### EXERCISE
Return every line of the records that contains the word "gloves", matching case exactly.

....

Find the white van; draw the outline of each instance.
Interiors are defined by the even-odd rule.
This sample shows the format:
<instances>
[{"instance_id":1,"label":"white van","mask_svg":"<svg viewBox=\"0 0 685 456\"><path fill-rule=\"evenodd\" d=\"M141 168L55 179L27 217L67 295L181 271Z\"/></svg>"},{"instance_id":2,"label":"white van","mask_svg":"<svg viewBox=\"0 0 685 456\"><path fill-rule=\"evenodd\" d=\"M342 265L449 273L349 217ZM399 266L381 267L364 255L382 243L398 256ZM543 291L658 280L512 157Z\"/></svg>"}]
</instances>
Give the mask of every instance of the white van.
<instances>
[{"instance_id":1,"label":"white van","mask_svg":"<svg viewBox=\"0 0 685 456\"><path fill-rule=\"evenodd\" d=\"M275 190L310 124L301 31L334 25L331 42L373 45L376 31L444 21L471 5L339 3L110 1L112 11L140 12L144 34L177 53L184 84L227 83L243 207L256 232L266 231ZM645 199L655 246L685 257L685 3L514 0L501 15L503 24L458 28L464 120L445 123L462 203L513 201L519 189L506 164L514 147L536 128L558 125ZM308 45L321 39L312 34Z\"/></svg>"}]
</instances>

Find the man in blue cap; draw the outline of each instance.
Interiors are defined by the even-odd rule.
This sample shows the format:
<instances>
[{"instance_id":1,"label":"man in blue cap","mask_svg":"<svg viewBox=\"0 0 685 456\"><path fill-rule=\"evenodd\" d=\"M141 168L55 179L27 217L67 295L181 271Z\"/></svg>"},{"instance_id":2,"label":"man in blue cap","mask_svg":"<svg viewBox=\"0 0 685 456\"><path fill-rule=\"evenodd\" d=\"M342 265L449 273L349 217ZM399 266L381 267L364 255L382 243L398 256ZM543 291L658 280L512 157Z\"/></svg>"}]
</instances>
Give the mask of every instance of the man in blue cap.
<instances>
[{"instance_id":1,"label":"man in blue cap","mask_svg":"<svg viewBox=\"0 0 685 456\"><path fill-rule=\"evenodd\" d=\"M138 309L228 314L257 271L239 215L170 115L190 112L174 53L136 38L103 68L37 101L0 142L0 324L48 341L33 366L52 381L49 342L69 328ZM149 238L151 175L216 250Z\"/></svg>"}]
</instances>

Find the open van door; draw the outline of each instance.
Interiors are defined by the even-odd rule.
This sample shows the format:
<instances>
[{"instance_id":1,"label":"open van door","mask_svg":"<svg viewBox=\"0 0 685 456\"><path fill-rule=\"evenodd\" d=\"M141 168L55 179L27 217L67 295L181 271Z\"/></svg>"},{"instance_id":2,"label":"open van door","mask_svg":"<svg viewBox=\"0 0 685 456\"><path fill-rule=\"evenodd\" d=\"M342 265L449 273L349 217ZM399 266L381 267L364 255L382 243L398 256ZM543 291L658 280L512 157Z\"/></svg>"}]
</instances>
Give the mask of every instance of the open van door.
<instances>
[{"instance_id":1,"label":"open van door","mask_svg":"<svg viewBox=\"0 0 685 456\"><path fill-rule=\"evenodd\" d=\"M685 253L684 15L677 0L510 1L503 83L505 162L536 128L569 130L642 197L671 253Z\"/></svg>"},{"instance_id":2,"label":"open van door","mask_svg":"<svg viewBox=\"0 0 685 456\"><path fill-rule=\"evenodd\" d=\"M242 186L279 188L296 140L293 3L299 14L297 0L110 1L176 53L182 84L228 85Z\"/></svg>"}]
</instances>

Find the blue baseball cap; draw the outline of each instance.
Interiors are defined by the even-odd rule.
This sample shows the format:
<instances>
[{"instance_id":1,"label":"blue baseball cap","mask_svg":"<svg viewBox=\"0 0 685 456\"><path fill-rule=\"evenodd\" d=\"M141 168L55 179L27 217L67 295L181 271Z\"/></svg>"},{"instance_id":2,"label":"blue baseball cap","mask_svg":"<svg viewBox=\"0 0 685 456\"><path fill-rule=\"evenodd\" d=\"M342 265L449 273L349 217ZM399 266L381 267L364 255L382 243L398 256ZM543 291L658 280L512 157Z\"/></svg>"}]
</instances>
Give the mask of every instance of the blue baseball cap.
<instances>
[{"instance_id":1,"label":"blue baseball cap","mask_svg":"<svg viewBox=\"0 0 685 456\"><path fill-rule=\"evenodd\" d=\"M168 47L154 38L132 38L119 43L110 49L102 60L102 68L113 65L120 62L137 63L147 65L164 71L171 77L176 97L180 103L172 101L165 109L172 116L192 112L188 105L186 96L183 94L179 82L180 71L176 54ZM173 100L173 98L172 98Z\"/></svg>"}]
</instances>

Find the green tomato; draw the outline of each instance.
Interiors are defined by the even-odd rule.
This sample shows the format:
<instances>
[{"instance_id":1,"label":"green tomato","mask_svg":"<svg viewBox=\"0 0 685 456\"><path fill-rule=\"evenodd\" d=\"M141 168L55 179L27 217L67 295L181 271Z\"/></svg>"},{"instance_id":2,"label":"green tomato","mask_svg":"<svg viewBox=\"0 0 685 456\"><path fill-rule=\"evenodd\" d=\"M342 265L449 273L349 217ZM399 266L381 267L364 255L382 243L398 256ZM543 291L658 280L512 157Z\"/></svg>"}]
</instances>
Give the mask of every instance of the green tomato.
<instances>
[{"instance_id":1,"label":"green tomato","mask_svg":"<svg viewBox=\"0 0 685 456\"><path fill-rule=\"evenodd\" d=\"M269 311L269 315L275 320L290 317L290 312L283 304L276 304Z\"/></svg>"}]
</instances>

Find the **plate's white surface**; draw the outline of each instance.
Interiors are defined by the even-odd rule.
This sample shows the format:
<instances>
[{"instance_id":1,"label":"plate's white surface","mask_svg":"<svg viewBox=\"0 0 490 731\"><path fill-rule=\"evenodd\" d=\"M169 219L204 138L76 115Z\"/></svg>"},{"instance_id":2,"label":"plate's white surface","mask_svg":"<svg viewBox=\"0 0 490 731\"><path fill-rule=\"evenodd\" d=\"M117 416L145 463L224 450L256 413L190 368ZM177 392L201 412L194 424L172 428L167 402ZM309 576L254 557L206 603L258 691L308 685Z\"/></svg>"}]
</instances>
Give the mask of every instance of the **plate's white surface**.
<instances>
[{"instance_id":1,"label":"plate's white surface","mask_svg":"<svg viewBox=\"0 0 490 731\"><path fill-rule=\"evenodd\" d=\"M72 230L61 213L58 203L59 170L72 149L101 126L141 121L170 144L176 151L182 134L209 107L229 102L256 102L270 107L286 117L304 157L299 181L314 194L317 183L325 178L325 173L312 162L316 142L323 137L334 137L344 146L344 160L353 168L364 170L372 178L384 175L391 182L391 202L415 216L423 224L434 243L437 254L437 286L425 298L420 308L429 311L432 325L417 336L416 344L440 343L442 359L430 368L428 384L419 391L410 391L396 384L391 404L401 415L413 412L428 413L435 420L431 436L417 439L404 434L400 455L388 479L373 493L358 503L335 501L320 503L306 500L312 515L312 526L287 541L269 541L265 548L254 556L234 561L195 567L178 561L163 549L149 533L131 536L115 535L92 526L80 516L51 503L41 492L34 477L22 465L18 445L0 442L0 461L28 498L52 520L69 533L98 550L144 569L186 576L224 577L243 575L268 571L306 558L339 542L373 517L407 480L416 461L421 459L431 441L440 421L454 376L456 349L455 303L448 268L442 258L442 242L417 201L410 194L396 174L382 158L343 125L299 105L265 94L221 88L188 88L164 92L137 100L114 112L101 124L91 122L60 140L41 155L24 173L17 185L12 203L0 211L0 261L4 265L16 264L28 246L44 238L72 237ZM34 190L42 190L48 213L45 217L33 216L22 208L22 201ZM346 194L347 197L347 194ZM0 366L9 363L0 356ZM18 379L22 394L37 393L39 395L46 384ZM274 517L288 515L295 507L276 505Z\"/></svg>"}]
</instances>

....

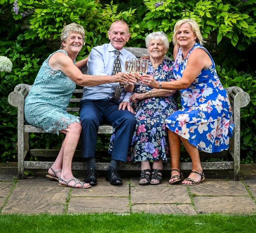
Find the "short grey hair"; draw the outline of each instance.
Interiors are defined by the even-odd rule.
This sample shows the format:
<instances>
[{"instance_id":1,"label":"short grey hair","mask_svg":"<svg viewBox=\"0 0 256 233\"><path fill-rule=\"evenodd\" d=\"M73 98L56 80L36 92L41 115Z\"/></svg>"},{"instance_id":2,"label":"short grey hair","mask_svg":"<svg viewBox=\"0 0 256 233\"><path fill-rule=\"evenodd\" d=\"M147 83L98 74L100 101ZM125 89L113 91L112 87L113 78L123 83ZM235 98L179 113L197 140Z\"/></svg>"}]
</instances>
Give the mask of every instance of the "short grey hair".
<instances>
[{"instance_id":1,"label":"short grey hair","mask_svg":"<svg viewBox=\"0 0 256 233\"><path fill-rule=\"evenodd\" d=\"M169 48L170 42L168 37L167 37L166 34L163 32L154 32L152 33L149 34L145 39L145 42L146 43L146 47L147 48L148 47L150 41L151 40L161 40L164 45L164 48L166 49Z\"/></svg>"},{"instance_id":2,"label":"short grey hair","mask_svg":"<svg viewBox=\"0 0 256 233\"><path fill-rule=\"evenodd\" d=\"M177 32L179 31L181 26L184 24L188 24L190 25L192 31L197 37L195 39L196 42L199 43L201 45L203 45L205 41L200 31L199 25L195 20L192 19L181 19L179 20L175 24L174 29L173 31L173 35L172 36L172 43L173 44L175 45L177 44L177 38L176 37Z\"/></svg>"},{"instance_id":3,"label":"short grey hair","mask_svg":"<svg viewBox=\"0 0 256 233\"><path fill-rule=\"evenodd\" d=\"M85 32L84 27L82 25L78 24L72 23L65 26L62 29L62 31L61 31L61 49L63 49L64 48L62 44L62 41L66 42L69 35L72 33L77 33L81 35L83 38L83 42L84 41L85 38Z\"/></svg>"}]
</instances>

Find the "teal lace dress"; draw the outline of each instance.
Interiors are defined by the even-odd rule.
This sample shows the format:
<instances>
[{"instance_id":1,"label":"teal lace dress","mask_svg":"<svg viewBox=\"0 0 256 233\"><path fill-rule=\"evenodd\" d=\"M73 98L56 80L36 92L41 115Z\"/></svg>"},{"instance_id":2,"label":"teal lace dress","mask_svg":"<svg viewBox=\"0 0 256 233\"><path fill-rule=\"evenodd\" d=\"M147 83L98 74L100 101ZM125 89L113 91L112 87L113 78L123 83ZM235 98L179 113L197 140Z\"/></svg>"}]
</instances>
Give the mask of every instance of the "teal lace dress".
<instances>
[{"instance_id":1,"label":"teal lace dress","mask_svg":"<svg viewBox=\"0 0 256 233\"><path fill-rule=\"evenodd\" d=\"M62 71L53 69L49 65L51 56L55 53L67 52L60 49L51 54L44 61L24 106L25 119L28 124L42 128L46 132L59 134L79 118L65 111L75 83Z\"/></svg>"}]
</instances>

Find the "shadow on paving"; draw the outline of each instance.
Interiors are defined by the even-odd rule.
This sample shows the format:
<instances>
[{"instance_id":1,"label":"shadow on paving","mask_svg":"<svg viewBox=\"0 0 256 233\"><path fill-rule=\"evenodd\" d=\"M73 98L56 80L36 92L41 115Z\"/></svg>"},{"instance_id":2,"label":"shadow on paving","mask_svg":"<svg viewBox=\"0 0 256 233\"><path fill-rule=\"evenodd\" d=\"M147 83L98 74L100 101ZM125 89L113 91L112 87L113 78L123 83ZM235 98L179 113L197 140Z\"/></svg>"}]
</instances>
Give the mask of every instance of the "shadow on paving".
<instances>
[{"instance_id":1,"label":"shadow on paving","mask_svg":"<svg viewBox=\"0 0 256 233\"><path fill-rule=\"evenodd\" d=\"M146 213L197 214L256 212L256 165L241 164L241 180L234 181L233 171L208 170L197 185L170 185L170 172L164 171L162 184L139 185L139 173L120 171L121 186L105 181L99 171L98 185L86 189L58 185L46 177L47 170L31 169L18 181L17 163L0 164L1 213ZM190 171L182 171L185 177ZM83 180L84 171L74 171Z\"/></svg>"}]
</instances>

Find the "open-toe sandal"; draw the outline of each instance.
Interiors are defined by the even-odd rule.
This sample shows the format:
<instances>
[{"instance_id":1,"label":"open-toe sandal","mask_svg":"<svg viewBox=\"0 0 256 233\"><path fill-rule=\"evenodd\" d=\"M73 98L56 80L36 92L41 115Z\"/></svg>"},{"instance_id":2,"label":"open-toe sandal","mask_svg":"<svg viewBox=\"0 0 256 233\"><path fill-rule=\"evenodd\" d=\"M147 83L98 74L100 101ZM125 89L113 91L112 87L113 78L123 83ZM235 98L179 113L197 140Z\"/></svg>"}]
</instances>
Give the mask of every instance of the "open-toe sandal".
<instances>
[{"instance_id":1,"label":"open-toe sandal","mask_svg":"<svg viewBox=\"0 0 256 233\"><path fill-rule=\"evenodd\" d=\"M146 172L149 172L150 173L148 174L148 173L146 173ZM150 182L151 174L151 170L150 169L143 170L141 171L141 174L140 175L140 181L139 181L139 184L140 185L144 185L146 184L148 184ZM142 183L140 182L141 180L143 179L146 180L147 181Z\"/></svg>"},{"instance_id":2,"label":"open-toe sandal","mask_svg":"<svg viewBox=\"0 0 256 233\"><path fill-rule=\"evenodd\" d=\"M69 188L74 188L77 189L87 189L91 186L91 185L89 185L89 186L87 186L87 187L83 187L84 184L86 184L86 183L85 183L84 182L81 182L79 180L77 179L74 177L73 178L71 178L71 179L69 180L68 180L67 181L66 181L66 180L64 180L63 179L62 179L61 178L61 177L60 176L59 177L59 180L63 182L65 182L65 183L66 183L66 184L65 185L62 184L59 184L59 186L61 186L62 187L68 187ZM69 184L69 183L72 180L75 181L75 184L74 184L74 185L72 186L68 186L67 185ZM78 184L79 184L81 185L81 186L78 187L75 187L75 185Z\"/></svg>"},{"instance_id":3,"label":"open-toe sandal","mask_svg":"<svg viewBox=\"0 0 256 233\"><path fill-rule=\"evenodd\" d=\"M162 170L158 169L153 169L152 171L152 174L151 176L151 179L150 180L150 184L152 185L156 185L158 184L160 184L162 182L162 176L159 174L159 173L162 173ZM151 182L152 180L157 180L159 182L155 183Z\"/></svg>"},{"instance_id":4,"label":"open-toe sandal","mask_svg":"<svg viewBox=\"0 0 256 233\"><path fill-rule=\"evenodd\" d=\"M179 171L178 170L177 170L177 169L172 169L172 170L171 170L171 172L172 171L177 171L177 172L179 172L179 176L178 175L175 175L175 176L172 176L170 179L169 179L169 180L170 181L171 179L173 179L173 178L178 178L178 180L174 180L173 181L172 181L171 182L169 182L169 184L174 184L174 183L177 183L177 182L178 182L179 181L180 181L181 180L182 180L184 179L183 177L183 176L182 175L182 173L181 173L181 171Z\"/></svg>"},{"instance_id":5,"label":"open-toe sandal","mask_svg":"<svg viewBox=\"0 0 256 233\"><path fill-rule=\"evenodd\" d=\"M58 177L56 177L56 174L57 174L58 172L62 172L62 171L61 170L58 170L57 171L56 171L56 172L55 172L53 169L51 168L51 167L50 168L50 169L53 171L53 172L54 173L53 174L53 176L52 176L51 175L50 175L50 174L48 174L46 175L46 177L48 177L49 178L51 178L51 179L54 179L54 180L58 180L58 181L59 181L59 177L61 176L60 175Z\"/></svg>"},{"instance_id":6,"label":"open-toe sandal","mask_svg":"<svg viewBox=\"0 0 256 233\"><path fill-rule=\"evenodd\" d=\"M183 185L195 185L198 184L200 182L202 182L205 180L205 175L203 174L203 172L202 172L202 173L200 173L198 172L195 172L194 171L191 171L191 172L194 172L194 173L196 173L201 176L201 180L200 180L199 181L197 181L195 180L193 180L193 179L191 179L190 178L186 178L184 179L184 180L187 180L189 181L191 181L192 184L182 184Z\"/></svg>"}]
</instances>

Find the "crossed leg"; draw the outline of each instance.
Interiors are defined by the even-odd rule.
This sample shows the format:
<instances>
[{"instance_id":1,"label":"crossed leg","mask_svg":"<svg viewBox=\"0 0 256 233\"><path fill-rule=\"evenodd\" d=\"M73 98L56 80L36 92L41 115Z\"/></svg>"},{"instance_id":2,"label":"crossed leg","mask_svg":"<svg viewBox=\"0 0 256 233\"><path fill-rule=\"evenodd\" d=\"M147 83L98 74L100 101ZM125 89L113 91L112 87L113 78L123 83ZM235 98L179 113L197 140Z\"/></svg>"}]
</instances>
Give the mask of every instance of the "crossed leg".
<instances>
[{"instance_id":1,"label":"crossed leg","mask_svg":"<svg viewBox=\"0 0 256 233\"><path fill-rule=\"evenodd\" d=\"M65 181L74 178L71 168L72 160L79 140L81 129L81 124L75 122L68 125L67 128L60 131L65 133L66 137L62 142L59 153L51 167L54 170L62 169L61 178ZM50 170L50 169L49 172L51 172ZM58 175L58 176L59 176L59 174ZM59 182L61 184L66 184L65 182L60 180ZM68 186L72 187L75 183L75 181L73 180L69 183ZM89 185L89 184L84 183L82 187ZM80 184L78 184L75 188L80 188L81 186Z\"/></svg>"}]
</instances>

....

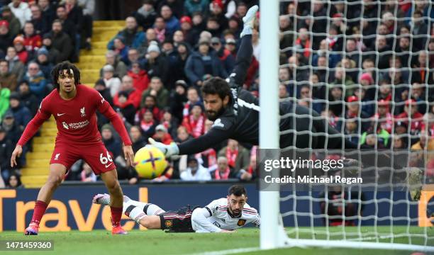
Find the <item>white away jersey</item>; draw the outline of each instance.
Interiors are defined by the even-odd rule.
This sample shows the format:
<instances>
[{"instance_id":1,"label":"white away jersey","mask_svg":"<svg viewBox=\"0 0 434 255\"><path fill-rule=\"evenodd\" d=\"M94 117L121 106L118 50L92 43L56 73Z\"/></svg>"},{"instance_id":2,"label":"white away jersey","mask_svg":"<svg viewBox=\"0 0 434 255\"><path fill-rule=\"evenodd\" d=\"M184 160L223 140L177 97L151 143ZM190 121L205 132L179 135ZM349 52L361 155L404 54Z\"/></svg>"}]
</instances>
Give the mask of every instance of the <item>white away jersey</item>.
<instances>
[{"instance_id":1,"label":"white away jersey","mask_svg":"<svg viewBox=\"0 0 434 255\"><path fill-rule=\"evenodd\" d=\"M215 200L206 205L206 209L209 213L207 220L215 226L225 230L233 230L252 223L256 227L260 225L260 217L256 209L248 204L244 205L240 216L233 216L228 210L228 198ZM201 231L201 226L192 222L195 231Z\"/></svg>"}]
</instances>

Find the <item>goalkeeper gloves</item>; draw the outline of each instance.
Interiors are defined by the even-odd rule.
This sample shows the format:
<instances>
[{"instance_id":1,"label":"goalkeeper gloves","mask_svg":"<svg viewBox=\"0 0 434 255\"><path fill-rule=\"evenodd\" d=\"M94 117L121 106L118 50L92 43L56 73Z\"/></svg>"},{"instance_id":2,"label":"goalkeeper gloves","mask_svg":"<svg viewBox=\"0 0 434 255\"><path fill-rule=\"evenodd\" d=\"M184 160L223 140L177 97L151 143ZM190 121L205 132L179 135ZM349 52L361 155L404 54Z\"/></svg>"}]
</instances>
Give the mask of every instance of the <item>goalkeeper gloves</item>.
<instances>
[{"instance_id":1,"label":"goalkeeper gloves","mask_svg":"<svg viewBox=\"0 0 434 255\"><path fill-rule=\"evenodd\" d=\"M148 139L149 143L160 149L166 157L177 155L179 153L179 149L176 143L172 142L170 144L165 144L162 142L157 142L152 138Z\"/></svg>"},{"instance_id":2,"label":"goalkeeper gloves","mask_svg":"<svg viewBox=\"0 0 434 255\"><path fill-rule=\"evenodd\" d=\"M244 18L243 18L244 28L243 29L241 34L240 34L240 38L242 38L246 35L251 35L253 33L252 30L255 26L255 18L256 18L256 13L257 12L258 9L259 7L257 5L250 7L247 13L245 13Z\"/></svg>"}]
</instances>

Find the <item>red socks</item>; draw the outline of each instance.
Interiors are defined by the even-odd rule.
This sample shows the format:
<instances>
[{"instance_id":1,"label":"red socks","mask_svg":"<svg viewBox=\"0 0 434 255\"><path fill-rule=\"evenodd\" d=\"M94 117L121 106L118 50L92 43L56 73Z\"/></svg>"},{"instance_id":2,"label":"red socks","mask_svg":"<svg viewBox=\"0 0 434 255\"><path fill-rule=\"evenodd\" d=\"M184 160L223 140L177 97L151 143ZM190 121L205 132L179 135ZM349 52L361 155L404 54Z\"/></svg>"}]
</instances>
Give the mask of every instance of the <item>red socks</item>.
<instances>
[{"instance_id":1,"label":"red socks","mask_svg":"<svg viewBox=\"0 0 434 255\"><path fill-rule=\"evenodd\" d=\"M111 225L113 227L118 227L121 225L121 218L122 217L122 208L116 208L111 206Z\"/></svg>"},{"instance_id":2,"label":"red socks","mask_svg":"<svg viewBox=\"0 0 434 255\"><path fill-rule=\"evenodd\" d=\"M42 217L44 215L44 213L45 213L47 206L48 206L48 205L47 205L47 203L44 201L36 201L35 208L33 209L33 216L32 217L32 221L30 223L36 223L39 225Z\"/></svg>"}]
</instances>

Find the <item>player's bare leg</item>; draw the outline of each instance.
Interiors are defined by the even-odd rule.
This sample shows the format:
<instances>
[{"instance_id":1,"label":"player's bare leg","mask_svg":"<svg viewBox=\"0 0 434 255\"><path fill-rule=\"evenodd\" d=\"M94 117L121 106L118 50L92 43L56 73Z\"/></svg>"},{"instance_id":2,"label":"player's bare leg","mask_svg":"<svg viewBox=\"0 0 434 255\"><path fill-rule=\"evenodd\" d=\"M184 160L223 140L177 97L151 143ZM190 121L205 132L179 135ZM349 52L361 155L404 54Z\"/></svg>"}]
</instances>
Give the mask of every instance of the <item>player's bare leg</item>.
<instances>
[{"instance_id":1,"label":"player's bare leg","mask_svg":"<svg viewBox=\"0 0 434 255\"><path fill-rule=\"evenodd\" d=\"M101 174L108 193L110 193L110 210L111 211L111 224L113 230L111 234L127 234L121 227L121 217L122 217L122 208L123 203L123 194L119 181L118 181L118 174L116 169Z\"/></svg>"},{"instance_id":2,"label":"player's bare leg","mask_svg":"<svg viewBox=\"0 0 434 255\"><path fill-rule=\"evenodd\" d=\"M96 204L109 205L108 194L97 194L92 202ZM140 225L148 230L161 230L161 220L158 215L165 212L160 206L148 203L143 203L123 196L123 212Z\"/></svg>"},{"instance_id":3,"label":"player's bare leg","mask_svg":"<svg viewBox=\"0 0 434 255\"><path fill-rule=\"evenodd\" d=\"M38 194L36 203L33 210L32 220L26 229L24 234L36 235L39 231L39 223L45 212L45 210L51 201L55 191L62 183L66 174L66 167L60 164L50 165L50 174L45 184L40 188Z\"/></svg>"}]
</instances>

....

### SOLUTION
Find the <item>goalkeeper gloves</item>; draw the outline of each instance.
[{"instance_id":1,"label":"goalkeeper gloves","mask_svg":"<svg viewBox=\"0 0 434 255\"><path fill-rule=\"evenodd\" d=\"M94 117L121 106L118 50L92 43L56 73Z\"/></svg>"},{"instance_id":2,"label":"goalkeeper gloves","mask_svg":"<svg viewBox=\"0 0 434 255\"><path fill-rule=\"evenodd\" d=\"M184 160L223 140L177 97L151 143ZM190 121L205 132L179 135ZM349 52L361 155L404 54Z\"/></svg>"}]
Give the mask of every instance of the <item>goalkeeper gloves</item>.
[{"instance_id":1,"label":"goalkeeper gloves","mask_svg":"<svg viewBox=\"0 0 434 255\"><path fill-rule=\"evenodd\" d=\"M148 139L149 143L160 149L166 157L177 155L179 153L179 149L176 143L172 142L170 144L165 144L162 142L157 142L152 138Z\"/></svg>"},{"instance_id":2,"label":"goalkeeper gloves","mask_svg":"<svg viewBox=\"0 0 434 255\"><path fill-rule=\"evenodd\" d=\"M244 18L243 18L244 28L243 29L241 34L240 34L240 38L242 38L246 35L251 35L253 33L252 30L255 26L255 18L256 18L256 13L257 12L258 9L259 7L257 5L250 7L247 13L245 13Z\"/></svg>"}]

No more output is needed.